What is needed:
Copy the items word for word, starting at the line that contains "asphalt parking lot." and continuing to the end of the items.

********************

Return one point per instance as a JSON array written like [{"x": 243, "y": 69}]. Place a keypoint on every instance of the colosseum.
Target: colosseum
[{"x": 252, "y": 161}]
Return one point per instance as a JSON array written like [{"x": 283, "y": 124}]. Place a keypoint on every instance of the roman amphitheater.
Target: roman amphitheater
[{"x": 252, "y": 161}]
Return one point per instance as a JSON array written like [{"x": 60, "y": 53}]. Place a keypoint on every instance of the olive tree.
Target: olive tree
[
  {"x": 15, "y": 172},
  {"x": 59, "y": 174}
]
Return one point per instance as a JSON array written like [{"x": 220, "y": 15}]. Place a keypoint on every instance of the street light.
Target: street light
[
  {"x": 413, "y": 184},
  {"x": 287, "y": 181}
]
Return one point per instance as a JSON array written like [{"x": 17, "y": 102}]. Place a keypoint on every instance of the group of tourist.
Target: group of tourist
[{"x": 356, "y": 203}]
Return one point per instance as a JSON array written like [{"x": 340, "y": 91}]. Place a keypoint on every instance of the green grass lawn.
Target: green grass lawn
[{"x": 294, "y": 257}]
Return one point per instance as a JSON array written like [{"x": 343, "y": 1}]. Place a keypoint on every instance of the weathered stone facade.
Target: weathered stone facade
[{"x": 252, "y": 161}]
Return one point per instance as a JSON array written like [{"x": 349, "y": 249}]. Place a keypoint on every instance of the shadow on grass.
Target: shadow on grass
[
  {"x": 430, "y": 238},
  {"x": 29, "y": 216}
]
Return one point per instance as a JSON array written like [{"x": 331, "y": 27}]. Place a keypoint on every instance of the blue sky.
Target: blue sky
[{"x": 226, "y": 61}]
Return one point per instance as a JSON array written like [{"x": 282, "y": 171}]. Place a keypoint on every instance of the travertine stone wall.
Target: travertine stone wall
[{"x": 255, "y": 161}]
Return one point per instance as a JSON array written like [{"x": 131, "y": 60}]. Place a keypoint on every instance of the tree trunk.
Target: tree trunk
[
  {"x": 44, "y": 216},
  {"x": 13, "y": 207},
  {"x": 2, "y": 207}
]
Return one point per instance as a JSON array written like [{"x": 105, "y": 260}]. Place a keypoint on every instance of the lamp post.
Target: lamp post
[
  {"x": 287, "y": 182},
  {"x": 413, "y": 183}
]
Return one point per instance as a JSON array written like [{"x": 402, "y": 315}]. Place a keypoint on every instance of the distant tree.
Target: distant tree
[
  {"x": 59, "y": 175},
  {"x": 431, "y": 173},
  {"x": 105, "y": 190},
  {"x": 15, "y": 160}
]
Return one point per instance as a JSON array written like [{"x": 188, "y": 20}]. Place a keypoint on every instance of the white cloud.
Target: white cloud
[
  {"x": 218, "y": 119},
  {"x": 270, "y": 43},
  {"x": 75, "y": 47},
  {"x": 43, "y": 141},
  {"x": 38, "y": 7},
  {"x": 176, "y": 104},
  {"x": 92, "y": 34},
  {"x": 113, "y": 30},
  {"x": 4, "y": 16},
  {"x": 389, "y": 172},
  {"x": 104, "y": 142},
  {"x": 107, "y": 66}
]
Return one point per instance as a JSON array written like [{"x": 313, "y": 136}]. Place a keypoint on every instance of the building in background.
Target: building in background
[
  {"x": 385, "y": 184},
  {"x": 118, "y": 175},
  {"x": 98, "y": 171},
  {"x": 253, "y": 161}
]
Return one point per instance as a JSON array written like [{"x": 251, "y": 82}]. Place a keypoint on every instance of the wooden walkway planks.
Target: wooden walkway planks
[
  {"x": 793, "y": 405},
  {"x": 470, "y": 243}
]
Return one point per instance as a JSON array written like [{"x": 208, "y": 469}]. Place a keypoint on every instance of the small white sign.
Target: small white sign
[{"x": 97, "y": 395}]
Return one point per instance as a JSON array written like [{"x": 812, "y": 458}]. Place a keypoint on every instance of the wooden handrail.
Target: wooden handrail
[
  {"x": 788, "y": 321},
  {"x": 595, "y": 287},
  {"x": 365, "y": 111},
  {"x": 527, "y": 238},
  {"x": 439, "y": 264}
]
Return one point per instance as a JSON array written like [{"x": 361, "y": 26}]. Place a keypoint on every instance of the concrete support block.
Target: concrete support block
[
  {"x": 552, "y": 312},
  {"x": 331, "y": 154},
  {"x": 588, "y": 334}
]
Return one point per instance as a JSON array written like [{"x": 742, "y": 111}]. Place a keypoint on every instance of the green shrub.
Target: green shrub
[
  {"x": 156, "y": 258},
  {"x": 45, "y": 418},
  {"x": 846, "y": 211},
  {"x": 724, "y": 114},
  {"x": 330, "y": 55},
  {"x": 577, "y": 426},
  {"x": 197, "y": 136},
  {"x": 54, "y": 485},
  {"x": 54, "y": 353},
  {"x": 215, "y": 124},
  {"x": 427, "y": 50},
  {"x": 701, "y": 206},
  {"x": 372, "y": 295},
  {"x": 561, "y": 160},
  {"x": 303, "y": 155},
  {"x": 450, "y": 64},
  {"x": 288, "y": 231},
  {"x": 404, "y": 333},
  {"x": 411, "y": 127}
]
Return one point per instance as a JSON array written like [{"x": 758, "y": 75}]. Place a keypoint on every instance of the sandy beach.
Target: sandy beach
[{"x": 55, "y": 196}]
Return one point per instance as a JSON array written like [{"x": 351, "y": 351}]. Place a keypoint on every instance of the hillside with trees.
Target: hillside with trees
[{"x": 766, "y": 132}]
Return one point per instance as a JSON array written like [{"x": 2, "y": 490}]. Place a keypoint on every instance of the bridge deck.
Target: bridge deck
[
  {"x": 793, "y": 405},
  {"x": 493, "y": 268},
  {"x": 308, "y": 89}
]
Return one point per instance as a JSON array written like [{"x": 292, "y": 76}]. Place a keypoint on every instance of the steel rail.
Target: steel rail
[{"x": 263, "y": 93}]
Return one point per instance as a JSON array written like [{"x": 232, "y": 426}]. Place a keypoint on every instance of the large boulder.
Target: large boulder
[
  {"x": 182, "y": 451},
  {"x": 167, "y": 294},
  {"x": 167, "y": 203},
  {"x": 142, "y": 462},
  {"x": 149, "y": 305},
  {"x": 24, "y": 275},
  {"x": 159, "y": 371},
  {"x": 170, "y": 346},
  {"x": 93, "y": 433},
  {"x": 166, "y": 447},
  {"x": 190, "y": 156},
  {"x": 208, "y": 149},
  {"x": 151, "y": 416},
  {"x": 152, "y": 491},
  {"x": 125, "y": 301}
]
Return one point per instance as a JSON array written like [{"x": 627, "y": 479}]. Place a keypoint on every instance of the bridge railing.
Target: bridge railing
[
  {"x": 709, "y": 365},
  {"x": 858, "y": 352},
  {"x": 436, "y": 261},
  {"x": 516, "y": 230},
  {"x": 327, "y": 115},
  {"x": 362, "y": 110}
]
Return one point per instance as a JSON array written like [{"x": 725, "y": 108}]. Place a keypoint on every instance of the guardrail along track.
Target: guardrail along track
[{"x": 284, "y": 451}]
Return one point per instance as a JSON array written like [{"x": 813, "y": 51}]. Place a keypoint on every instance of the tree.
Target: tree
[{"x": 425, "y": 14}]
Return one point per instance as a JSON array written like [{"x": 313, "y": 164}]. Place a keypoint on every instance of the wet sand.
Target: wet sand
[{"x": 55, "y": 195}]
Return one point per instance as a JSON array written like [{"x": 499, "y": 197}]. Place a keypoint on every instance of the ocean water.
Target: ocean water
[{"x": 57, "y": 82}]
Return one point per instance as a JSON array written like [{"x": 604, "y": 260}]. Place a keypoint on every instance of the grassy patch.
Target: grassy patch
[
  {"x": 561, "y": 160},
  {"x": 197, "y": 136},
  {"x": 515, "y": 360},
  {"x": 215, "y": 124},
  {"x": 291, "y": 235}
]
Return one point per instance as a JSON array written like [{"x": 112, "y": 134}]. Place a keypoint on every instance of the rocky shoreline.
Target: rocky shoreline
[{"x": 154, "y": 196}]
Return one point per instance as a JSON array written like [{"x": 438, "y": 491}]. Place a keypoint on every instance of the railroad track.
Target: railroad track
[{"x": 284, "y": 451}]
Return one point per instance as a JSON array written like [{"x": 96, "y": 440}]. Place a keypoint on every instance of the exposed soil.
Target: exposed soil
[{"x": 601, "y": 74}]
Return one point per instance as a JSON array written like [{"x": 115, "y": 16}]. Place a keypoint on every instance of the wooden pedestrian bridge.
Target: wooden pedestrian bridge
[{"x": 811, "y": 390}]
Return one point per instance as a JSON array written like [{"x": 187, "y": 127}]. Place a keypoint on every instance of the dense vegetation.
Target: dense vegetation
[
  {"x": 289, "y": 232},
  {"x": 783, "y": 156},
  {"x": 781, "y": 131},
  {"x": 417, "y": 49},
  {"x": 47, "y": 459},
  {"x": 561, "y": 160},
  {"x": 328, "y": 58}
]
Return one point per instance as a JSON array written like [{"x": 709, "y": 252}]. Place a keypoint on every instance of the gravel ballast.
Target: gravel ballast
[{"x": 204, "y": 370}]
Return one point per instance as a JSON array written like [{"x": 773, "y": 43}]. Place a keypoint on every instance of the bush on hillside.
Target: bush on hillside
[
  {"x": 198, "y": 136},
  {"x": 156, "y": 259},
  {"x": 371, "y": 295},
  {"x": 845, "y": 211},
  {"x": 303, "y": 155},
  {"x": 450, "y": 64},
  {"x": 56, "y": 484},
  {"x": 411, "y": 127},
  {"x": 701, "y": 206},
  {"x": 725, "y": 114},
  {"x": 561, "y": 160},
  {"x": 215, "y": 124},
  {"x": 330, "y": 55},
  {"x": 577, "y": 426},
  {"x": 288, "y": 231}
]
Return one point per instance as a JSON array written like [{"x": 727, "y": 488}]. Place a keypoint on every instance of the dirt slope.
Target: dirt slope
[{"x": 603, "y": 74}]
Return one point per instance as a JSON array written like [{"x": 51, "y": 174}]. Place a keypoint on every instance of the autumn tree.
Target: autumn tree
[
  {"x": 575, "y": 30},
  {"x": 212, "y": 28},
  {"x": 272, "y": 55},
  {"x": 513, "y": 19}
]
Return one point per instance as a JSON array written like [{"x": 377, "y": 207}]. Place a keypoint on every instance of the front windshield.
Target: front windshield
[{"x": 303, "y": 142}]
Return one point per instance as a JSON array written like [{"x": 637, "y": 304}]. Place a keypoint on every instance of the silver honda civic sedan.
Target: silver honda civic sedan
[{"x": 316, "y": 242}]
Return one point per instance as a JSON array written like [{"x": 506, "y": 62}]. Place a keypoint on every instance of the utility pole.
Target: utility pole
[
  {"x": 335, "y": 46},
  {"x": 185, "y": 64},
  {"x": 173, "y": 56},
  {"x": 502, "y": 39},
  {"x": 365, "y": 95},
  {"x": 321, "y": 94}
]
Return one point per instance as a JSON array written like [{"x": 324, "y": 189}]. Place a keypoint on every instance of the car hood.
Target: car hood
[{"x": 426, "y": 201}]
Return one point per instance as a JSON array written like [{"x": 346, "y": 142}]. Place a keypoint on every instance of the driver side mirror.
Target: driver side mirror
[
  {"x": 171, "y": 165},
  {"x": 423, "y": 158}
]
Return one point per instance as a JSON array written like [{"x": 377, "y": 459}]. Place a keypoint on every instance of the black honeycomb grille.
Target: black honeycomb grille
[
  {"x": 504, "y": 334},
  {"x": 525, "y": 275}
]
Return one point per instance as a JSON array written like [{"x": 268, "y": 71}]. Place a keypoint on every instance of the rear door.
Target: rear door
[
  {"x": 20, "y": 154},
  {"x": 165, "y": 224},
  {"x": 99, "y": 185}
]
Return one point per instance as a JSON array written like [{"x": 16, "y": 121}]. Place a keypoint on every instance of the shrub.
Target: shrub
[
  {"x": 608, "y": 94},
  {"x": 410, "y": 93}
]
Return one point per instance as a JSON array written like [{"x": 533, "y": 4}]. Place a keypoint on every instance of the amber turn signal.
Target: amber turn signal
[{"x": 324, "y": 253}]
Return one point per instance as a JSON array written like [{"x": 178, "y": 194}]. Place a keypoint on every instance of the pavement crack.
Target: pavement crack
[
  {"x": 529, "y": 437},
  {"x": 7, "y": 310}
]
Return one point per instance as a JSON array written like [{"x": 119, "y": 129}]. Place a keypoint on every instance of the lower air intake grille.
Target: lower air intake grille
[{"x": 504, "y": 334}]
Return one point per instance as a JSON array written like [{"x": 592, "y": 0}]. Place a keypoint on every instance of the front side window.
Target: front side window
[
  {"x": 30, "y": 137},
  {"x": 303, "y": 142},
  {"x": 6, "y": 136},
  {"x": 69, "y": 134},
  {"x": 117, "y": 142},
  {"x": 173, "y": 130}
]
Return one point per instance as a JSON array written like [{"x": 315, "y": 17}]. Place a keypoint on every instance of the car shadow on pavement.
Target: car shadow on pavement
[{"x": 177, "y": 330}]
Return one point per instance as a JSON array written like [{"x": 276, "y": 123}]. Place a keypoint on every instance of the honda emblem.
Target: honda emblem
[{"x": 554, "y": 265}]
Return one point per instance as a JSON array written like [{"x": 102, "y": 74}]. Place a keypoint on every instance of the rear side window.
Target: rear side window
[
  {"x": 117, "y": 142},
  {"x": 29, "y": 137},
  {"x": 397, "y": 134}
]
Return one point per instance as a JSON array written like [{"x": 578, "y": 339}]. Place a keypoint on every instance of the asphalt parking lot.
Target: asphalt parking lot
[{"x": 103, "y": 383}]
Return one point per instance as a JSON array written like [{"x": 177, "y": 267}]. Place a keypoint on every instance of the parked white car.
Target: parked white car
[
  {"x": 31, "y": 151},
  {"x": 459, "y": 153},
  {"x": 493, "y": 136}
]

********************

The response:
Return one point per instance as a JSON array written like [{"x": 578, "y": 339}]. Place a keypoint on every instance of the asphalt parking lot.
Target: asphalt parking lot
[{"x": 103, "y": 383}]
Return one point per instance as a JSON array written like [{"x": 177, "y": 267}]. Place a keypoint on every instance of the parked white car.
Target: parked white car
[
  {"x": 31, "y": 151},
  {"x": 459, "y": 153},
  {"x": 493, "y": 136}
]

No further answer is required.